PROMPT:
Copy the records word for word, starting at their very first line and ending with the line that contains "293L609 337L554 286ZM230", including that line.

Segmentation mask data:
------------------------------

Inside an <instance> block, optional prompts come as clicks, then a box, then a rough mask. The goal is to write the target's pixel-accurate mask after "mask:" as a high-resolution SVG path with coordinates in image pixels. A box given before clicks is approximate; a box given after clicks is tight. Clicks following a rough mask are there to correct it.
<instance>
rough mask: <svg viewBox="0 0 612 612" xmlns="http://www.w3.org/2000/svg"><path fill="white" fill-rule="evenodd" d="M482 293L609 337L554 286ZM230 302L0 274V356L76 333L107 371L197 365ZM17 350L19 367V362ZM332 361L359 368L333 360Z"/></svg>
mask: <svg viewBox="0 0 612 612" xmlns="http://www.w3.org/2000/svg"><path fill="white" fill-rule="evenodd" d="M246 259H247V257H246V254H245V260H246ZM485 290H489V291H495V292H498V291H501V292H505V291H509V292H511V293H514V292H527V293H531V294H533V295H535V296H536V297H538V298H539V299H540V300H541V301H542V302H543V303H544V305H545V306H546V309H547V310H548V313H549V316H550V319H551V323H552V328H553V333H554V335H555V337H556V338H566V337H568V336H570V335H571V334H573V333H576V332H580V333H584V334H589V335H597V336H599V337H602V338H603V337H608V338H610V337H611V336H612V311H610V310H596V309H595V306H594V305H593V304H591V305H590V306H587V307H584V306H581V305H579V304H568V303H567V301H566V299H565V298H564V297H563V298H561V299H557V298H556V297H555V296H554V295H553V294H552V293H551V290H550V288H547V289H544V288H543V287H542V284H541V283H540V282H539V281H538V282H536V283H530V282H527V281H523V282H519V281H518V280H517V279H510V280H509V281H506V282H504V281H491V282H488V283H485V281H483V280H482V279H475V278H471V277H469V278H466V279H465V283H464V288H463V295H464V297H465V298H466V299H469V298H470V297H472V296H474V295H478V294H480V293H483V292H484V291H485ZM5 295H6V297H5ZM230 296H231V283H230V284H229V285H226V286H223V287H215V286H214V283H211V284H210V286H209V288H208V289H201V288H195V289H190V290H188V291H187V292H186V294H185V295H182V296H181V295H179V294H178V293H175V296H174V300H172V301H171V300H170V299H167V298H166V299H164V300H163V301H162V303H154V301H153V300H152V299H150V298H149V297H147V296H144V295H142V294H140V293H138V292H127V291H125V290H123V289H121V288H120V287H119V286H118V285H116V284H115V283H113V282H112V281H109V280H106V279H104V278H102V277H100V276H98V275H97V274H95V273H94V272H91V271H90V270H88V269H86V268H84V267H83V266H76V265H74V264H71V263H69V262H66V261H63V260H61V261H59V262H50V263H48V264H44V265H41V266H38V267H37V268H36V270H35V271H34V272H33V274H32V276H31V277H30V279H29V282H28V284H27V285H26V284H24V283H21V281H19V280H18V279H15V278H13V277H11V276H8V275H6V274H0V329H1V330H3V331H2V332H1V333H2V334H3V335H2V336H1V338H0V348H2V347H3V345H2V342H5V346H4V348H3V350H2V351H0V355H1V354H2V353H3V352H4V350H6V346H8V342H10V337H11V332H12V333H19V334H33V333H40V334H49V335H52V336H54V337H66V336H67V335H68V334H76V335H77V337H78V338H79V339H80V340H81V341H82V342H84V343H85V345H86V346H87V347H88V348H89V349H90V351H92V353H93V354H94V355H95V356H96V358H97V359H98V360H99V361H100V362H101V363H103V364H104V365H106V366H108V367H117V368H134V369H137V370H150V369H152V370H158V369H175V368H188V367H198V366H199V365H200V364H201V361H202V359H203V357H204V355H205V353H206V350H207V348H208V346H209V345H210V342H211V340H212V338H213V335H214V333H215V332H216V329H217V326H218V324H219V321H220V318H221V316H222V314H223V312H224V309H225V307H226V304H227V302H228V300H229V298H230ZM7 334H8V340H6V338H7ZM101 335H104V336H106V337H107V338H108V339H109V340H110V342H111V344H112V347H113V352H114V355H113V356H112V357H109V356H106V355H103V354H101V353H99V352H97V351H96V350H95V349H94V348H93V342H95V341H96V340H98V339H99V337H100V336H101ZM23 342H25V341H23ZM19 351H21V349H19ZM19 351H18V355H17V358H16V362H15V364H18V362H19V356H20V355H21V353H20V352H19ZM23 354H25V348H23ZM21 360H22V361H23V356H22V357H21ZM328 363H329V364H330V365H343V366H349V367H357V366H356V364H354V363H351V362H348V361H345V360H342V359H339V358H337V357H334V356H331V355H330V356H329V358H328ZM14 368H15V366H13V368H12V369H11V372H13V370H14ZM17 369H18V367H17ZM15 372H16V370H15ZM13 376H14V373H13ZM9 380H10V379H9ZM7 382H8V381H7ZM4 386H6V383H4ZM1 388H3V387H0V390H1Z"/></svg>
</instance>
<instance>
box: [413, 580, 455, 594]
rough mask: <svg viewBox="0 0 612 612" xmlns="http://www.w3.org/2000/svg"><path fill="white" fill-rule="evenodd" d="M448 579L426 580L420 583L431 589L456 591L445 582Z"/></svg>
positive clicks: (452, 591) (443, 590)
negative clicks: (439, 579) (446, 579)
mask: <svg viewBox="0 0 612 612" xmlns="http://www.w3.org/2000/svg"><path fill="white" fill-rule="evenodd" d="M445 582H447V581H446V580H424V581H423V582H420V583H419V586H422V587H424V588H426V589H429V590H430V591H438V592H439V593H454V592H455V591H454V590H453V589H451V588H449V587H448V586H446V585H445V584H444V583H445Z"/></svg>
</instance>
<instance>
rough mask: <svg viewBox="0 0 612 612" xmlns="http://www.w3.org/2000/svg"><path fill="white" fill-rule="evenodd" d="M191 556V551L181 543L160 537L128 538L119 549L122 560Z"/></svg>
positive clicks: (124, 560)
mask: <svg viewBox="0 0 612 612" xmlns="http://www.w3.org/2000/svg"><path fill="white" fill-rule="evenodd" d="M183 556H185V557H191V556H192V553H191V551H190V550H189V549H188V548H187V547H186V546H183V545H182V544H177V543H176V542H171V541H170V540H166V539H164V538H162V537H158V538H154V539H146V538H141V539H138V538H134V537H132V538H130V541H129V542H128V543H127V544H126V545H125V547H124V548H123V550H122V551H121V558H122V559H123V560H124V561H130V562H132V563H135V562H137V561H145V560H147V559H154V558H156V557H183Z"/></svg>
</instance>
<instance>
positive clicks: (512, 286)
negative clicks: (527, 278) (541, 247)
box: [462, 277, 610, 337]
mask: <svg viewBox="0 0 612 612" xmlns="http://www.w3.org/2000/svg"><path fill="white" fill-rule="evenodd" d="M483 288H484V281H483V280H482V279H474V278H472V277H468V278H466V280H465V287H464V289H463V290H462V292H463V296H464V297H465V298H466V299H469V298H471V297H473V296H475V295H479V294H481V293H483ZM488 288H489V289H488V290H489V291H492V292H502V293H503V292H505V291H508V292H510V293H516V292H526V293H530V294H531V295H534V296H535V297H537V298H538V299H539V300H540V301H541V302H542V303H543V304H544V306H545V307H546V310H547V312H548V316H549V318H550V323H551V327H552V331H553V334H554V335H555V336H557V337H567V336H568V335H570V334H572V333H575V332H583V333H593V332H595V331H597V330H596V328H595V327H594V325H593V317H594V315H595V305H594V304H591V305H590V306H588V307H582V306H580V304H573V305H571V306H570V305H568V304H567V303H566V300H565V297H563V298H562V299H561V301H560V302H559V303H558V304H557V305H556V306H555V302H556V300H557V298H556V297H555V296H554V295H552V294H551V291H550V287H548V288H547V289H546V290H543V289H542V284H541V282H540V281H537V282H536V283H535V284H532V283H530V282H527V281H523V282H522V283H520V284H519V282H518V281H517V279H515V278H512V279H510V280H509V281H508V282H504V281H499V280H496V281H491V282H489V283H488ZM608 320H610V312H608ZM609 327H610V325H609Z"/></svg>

------------------------------

RESPONSE AREA:
Inside an <instance> block, optional prompts come as clicks, then a box, then a rough mask. The goal is to write the target's pixel-accurate mask after "mask:" as a high-resolution SVG path with coordinates in image pixels. A box given before clicks is approximate; a box given after clicks is tight. Clicks following a rough mask are there to correct it.
<instance>
rough mask: <svg viewBox="0 0 612 612" xmlns="http://www.w3.org/2000/svg"><path fill="white" fill-rule="evenodd" d="M482 293L609 337L554 286ZM230 302L0 274V356L76 333L107 371L197 365ZM17 350L19 367V362ZM332 361L359 368L333 360Z"/></svg>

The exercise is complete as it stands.